● **The problem**: How many lines in the records below contain the string "clicks"? Reply with only the number.

● **Given records**:
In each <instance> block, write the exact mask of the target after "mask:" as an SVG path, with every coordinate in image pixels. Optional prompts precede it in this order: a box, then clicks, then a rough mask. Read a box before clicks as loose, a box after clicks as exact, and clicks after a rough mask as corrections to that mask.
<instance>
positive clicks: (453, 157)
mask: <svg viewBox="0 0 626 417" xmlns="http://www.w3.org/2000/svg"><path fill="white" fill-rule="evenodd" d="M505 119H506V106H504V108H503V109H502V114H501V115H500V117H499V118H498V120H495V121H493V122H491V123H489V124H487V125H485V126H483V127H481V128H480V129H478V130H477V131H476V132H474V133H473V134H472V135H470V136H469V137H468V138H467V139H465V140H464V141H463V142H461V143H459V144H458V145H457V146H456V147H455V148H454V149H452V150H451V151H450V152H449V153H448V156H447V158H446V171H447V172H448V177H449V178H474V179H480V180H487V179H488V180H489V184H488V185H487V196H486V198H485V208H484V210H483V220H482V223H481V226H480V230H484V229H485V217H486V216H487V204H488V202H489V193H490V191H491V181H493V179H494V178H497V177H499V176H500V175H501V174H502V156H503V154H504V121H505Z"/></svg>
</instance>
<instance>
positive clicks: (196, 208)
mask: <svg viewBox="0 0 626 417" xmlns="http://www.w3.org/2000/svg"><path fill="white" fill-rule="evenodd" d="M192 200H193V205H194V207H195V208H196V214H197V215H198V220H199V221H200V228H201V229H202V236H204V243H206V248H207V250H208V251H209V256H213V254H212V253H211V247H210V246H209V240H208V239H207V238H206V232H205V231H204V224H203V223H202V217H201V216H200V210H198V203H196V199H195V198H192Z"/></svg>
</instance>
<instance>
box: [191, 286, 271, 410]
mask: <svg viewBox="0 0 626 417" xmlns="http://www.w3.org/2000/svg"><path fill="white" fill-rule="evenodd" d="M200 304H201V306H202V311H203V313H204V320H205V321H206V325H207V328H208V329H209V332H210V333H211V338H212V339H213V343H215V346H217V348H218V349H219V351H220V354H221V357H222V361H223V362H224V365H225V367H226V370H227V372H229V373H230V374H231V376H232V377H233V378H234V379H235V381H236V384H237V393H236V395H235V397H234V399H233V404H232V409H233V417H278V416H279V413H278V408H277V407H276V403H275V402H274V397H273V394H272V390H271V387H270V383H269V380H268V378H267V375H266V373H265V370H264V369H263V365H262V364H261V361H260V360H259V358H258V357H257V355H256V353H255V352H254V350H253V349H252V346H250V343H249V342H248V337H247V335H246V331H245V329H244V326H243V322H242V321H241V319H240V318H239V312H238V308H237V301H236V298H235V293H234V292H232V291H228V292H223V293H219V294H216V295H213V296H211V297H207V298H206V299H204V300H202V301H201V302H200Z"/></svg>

● **Task output**: 3